## WHAT YOU HAVE TO DO:
Copy every line of the entries below except the pictures, keeping the requests as they are, and multiply each bounding box coordinate in the answers by 0.7, rounding to whole numbers with halves going up.
==============================
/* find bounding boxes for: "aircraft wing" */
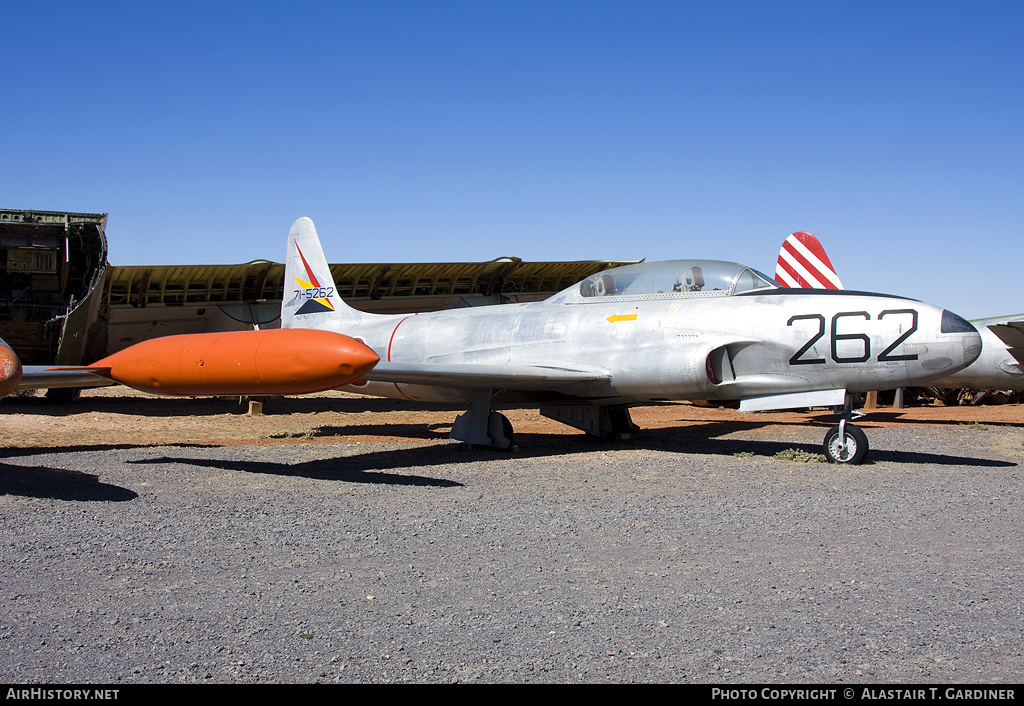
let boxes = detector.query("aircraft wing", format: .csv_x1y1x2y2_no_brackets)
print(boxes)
988,319,1024,366
17,365,117,389
362,361,611,390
==============================
## FULL SOLUTION:
/* find bounding boxes for: "aircraft wing" */
let boxes = detector.query("aircraft wing", format: .csv_x1y1x2y2_no_brackets)
print(boxes)
692,223,717,256
12,256,82,272
253,253,428,273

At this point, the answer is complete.